**Aim of the exercise**
For the entries below, the result should be an exact transcription of the lines from the one with "Target: black tire sidewall" up to and including the one with "Target: side mirror", and only those.
===== Information supplied
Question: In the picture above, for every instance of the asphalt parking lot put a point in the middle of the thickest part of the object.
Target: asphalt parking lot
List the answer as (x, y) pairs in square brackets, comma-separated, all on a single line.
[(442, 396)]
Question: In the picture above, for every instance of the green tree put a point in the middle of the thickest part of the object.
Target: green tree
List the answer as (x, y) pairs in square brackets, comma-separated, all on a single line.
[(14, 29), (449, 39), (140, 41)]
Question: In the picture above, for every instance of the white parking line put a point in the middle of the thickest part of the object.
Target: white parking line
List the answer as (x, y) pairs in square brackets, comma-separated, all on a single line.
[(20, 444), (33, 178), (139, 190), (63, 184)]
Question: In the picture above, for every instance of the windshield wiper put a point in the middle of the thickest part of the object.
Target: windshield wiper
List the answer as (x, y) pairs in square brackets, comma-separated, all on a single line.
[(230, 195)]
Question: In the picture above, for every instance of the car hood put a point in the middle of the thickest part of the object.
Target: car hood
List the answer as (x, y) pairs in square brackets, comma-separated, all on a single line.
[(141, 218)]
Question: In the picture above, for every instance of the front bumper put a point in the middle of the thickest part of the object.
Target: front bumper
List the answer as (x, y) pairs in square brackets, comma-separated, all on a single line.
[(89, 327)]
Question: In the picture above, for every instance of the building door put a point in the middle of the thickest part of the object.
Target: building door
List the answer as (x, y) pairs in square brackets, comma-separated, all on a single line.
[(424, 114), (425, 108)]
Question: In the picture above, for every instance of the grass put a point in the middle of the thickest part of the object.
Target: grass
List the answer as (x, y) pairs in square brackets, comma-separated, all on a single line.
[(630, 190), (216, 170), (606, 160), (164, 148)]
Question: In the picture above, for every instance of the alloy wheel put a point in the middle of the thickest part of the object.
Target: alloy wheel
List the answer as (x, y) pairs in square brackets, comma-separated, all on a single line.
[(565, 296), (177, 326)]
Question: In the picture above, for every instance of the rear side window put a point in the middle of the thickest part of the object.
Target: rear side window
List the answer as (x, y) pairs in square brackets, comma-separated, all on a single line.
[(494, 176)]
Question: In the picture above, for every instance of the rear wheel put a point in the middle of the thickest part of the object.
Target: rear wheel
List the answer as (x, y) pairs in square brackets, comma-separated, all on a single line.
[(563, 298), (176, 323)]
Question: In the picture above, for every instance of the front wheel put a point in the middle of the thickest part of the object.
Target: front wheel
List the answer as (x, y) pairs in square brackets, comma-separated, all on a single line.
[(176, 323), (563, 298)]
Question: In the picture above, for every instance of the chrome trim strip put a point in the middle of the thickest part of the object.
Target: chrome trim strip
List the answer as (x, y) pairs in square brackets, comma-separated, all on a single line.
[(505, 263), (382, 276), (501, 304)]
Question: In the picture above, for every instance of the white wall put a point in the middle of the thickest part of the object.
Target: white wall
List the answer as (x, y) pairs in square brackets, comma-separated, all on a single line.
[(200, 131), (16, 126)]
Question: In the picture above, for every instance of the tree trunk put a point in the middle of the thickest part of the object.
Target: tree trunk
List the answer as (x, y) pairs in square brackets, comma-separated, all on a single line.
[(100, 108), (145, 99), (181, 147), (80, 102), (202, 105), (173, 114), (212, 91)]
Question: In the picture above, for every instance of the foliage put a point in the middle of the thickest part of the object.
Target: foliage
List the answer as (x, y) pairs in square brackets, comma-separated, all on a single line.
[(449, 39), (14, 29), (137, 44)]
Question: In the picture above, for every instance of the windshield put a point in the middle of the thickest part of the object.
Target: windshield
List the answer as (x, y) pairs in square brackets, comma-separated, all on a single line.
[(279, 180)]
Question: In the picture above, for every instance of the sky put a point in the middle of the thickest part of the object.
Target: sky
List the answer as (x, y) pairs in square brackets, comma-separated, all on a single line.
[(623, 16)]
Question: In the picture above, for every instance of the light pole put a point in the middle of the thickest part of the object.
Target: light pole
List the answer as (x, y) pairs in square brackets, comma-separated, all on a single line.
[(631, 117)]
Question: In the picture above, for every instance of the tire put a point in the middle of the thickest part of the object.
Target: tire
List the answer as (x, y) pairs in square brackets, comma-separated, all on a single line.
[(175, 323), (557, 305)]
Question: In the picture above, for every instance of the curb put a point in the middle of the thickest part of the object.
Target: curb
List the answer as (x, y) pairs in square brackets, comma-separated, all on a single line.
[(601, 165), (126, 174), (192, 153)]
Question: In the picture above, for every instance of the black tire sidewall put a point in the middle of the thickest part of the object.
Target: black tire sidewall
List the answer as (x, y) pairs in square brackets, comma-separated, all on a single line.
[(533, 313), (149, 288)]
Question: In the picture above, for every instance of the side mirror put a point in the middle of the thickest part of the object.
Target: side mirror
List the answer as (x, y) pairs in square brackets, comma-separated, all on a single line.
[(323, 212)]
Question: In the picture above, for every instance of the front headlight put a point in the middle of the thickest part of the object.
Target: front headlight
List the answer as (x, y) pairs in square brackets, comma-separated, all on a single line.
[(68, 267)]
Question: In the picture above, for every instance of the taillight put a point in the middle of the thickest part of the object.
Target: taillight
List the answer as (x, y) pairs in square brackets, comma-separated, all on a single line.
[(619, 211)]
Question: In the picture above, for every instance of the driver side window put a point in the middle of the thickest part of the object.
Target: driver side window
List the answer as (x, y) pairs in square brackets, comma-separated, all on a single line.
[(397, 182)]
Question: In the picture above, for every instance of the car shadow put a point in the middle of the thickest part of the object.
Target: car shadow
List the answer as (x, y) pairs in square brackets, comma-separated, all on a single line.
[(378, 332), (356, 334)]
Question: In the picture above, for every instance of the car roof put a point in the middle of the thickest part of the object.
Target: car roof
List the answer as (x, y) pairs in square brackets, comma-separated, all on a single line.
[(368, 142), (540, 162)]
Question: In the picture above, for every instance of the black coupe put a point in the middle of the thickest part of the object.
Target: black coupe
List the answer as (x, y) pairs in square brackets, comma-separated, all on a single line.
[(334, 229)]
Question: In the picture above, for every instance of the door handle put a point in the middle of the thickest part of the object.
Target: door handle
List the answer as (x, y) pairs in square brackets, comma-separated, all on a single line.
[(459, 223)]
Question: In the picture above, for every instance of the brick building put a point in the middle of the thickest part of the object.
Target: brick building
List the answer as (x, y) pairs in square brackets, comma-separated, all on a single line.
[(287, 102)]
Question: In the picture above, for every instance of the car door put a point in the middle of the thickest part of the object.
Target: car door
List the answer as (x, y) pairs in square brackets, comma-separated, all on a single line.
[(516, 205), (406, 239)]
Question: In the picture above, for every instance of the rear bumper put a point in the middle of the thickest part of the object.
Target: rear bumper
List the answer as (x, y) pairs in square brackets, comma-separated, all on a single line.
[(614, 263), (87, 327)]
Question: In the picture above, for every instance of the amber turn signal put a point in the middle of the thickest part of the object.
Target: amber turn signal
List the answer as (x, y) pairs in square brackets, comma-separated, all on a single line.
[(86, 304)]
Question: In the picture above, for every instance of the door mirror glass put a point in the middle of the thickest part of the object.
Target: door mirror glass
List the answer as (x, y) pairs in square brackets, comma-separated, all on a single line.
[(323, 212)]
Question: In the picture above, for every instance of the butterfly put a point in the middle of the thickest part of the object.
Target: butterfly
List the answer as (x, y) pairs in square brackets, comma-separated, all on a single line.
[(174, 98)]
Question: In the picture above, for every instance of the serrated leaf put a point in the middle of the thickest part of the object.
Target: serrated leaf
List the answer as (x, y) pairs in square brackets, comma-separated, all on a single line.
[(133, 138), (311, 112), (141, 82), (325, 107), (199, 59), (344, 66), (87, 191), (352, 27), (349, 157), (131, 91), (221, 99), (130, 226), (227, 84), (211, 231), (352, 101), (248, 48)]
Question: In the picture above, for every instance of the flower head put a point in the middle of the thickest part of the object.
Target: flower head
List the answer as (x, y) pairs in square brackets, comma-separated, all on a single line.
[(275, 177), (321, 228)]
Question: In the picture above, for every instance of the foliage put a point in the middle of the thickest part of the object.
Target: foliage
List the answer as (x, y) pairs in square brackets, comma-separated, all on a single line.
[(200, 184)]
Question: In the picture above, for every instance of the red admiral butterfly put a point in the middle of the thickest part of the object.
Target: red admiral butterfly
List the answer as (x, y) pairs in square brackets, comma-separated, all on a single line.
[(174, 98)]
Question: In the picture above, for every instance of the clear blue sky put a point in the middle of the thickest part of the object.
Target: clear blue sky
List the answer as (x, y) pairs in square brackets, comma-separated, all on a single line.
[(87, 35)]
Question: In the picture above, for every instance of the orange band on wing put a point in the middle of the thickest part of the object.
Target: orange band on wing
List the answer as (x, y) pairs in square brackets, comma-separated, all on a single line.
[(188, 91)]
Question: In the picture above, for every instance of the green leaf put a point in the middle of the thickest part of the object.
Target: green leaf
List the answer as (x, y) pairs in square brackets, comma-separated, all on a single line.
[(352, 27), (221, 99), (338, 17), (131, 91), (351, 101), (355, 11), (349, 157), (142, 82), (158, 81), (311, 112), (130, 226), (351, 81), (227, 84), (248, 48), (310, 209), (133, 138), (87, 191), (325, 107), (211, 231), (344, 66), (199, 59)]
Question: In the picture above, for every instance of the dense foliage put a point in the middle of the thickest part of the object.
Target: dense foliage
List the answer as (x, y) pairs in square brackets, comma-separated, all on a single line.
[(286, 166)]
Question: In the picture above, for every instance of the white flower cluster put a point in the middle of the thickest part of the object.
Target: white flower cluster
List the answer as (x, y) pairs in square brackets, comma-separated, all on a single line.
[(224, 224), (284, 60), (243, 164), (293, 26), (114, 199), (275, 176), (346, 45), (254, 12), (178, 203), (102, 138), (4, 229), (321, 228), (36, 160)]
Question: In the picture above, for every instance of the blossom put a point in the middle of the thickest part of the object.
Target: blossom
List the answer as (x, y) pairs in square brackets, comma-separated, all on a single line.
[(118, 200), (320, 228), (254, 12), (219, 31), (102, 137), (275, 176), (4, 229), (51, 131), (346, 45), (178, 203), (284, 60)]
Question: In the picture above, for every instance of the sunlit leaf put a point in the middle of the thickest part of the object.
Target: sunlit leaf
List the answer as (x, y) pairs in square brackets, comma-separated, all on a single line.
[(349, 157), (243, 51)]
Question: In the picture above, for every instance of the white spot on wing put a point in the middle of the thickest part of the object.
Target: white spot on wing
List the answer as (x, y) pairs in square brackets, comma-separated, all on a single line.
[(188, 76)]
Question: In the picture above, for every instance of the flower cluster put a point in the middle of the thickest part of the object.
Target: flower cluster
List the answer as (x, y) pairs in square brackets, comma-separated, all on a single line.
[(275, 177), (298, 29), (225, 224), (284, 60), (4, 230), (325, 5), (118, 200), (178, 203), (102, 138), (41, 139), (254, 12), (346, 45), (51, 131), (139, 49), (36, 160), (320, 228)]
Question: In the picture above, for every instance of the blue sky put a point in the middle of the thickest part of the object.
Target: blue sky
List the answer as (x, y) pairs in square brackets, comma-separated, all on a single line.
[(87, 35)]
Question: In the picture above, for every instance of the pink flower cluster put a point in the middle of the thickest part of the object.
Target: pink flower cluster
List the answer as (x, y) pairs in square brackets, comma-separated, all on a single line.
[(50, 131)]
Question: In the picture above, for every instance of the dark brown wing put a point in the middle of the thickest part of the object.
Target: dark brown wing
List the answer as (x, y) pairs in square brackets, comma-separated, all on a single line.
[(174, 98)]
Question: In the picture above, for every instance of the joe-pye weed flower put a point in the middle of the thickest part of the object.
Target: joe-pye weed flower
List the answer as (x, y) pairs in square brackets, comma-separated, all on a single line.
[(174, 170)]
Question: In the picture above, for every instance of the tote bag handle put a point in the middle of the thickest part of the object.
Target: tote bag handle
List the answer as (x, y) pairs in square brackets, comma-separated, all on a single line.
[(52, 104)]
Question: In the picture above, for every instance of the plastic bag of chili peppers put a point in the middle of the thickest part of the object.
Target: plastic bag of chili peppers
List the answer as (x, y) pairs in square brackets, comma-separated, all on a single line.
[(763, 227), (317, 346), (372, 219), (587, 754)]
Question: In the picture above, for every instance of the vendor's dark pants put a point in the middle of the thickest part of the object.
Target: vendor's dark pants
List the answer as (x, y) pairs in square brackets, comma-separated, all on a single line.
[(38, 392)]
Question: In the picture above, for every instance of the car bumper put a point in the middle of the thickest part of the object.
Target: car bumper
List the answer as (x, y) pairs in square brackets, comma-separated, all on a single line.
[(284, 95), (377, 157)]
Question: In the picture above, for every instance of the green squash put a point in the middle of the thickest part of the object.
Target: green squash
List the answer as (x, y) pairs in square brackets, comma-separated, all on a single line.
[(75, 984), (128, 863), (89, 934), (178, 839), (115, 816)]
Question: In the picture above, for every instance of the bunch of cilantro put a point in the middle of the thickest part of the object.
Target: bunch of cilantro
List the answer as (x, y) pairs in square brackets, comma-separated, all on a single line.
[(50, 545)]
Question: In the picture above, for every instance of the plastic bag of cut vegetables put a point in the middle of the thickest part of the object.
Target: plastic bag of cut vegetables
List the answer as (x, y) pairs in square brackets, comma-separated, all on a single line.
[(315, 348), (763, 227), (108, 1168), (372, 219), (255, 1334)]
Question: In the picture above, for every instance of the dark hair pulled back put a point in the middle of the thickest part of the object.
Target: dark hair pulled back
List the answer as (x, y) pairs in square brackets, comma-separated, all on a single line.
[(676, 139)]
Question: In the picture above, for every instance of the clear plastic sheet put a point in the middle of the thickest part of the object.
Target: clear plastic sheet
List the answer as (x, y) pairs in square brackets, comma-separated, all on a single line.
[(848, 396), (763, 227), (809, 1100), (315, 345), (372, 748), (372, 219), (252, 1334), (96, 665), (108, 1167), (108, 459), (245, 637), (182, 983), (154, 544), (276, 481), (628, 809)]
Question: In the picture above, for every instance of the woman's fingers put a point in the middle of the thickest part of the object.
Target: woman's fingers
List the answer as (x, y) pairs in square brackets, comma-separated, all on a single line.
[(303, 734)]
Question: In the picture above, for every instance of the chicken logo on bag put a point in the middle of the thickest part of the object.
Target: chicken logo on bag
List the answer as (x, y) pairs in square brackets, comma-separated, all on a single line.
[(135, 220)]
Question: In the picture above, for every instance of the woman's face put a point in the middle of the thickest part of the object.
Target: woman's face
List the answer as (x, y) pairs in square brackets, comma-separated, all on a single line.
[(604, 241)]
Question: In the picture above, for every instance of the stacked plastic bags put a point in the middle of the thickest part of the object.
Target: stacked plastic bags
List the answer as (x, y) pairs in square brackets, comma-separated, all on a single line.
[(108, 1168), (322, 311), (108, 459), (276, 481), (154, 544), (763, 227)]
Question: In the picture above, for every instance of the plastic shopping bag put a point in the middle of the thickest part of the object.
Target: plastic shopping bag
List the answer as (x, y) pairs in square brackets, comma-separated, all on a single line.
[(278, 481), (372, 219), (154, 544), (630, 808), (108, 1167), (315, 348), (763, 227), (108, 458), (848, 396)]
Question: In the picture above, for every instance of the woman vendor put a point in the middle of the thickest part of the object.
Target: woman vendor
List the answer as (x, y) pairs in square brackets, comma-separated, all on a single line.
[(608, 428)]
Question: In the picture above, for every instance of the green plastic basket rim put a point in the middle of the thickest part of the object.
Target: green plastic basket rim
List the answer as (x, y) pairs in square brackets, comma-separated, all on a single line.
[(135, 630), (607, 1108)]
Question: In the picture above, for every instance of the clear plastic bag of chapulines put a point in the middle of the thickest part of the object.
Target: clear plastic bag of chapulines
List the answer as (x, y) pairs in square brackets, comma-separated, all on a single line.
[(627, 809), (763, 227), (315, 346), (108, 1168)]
==========
**Finished task**
Target: black tire sidewall
List the answer as (x, y) pairs in square brackets, comma-separated, all on a single line.
[(533, 313), (149, 288)]
Question: In the picture above, for every instance of the side mirror put a point in the middle of the thickest part of the object.
Target: side mirror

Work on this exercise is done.